DATA TO USE
──────────────────────────────

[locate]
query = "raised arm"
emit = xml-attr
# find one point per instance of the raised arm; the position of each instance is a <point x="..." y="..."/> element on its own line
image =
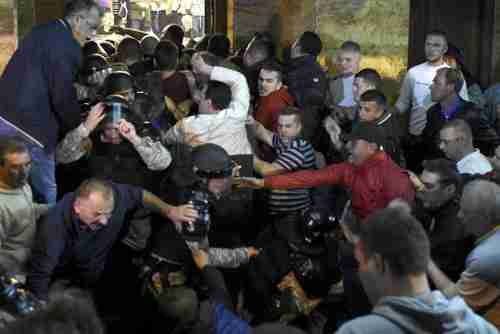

──────────────────────────────

DIRECTIONS
Print the whole listing above line for line, with no changes, and leave the picture out.

SOLUTION FOR THIS PROBLEM
[locate]
query = "raised arm"
emit = xml-attr
# find one point per instance of the raised arm; the position of each instance is a <point x="..." y="..."/> element on its own line
image =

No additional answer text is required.